• WRITTEN TASK:
Copy out everything from "Please pin the white ceiling" down to the end of the data, and swap "white ceiling" for "gray ceiling" while keeping everything else the same.

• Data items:
— begin —
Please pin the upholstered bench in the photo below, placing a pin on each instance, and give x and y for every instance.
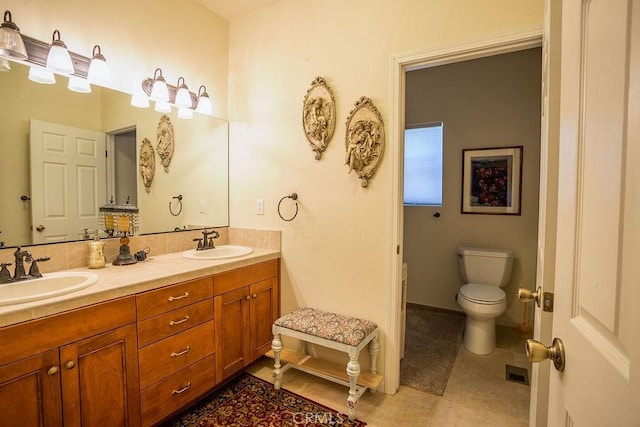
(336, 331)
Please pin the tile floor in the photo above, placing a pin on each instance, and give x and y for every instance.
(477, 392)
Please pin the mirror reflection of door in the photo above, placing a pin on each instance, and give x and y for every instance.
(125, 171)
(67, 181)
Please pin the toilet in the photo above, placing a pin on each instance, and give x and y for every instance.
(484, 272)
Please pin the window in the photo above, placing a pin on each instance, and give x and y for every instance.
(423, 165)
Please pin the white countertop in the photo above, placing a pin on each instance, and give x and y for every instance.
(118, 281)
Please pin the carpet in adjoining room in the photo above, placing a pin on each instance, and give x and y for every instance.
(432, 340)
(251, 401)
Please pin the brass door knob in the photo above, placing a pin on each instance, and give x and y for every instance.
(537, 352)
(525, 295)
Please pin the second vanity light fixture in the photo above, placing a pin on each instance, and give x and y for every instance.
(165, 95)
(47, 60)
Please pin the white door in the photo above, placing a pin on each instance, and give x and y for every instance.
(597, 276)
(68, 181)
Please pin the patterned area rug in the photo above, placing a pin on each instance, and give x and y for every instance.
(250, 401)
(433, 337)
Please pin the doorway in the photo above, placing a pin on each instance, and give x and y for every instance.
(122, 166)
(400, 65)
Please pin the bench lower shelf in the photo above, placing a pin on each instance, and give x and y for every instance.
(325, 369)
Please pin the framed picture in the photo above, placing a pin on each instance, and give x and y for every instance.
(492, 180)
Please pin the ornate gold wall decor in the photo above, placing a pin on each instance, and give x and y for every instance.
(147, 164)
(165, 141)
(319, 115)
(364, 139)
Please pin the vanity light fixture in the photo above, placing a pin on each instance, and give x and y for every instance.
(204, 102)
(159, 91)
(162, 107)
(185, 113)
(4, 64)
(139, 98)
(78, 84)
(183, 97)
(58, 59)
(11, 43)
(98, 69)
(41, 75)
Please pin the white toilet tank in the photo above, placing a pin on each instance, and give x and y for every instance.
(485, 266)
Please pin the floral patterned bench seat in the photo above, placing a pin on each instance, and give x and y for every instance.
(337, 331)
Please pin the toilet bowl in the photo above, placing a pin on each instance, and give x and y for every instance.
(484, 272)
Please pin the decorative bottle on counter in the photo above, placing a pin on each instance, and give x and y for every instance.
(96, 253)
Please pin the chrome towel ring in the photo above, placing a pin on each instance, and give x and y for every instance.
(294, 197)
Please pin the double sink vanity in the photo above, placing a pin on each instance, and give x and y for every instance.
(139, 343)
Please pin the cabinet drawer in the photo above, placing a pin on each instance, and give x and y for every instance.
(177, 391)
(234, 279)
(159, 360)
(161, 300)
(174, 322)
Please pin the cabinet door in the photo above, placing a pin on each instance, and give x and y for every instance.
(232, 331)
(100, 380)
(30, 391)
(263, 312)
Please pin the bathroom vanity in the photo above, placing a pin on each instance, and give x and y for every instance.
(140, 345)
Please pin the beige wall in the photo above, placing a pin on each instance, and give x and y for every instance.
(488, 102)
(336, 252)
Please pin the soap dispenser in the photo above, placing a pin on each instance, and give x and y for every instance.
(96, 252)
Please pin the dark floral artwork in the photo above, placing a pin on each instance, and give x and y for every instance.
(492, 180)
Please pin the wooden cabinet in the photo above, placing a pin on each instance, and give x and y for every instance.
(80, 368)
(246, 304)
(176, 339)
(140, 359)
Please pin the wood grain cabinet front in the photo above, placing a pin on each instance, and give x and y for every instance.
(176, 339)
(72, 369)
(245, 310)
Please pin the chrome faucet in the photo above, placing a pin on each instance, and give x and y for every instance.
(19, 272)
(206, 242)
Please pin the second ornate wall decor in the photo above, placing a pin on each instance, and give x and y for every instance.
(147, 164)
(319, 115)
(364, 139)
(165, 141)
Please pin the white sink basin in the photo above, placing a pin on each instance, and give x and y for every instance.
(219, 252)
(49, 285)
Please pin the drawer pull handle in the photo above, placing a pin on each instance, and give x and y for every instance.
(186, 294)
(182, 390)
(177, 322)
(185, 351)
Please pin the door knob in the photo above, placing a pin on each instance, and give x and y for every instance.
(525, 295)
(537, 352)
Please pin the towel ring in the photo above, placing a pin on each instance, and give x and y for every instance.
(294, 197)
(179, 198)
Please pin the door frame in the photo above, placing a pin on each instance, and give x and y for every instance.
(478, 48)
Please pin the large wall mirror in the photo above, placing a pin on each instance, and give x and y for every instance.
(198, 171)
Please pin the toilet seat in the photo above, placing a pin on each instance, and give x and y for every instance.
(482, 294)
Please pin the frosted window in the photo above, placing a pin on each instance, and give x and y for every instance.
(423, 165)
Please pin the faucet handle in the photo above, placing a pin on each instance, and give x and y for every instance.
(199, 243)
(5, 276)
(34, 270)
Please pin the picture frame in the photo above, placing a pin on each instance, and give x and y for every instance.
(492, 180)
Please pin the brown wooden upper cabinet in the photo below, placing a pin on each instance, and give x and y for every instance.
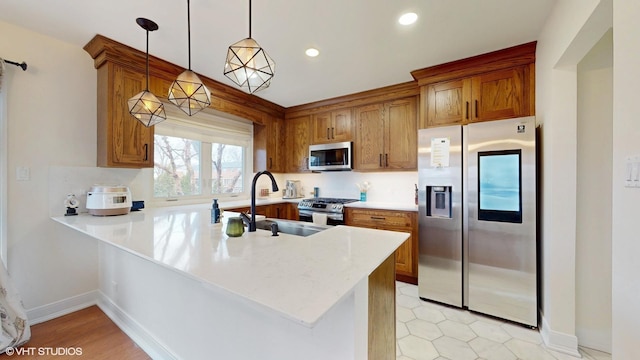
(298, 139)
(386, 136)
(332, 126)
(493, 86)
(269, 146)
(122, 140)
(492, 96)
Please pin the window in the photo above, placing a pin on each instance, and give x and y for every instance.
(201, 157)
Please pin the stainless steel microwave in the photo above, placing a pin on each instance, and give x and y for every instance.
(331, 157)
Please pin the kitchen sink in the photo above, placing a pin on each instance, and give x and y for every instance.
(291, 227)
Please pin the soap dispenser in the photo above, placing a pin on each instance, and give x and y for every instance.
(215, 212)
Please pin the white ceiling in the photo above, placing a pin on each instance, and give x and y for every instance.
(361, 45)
— end —
• RESPONSE FOR THIS EXERCISE:
Please pin the gray ceiling in the photo above, placing a pin on each instance, and give x and y for every instance.
(361, 45)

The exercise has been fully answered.